[Data items]
## begin

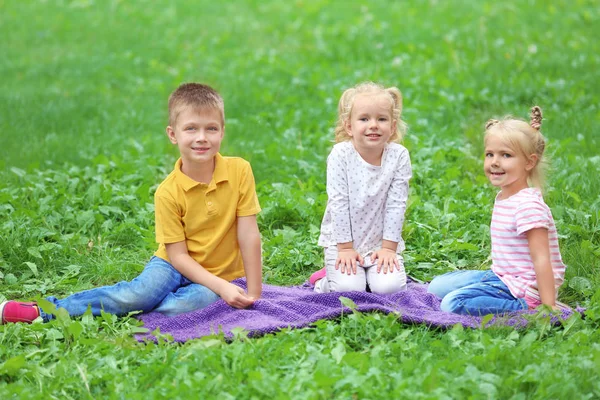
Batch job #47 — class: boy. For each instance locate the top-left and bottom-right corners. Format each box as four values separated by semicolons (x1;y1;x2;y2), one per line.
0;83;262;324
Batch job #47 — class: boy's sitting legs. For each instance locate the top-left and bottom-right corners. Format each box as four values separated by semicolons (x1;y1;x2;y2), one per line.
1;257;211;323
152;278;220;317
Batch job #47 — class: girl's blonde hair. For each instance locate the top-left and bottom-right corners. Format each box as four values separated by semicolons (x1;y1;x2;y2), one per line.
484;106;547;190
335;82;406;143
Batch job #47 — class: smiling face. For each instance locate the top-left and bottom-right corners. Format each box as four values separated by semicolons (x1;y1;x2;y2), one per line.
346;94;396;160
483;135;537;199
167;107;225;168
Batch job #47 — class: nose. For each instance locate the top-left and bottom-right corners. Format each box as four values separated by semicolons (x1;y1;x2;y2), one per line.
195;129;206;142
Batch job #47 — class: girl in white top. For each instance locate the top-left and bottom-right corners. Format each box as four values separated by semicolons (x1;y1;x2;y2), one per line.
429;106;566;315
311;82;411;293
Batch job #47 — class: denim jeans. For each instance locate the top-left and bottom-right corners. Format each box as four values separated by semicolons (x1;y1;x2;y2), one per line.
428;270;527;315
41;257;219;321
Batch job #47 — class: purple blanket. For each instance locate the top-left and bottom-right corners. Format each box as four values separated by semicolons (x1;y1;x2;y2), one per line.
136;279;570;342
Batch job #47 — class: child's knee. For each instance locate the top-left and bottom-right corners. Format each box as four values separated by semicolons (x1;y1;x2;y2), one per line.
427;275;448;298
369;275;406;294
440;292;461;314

## end
## begin

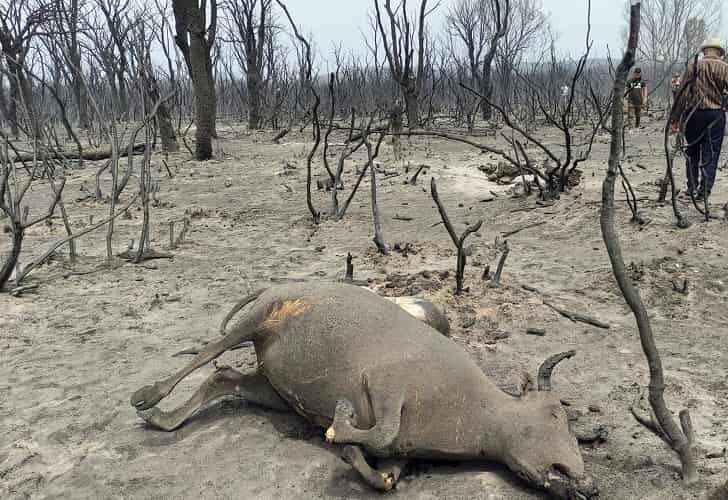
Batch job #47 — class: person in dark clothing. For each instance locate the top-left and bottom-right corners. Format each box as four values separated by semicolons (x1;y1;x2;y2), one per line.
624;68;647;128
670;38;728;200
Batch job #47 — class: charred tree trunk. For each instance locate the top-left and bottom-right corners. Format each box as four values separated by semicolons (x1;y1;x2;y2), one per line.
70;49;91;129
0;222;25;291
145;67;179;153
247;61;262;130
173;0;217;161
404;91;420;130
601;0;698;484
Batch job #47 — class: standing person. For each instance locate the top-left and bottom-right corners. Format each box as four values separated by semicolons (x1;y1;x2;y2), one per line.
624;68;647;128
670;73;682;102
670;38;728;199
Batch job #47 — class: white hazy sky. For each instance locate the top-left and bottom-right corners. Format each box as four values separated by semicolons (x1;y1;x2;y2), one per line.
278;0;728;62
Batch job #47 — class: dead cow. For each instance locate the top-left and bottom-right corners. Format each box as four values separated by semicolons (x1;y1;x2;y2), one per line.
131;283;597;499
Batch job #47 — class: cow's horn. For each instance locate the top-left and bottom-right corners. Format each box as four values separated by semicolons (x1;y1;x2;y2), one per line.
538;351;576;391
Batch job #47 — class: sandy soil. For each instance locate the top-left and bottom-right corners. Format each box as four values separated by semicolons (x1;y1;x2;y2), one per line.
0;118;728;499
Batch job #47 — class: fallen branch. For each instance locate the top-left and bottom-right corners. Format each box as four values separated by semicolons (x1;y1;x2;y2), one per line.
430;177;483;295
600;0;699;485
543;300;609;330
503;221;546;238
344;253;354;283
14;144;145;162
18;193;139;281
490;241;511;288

## end
## begin

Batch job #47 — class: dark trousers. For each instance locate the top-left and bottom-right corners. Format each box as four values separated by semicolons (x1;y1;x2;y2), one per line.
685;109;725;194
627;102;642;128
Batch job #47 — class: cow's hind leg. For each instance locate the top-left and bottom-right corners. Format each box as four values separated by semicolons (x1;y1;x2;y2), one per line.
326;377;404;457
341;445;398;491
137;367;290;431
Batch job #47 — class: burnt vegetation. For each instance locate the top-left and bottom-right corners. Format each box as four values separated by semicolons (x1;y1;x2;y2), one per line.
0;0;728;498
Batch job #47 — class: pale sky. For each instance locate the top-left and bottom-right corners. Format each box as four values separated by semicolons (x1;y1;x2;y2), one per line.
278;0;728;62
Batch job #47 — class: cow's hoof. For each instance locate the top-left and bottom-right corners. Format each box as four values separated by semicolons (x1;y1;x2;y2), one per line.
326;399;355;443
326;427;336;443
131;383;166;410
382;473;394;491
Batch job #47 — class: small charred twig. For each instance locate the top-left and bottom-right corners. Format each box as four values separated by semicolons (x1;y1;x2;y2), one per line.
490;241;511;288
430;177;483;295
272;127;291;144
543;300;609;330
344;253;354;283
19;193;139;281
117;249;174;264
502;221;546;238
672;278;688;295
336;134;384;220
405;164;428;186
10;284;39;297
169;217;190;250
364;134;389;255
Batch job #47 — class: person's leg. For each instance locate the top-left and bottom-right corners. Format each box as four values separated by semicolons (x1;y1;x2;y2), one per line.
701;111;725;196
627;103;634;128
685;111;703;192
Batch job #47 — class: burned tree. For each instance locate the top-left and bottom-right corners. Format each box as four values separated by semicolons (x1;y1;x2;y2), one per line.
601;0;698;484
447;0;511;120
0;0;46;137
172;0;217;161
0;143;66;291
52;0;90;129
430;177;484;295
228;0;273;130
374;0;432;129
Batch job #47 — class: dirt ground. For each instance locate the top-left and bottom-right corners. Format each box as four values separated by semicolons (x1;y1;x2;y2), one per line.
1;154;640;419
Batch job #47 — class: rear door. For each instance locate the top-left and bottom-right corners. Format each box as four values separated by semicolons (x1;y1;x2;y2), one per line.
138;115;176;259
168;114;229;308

## end

_Task description_:
Return, unchanged, the stretch of the listing from the line containing "Batch job #47 — class: white" through the line containing "131;283;597;499", both of those lines included.

_Full solution_:
Batch job #47 — class: white hazy sky. For each instance locate the top-left and bottom-right corners. Format each box as four values separated by semicolons (x1;y1;x2;y2), one per line.
278;0;728;62
Batch job #47 — class: dead cow. For each instance locate the top-left and bottom-right corners. Format each box as four values separated by semicolons (x1;y1;x2;y2), one per line.
131;283;597;499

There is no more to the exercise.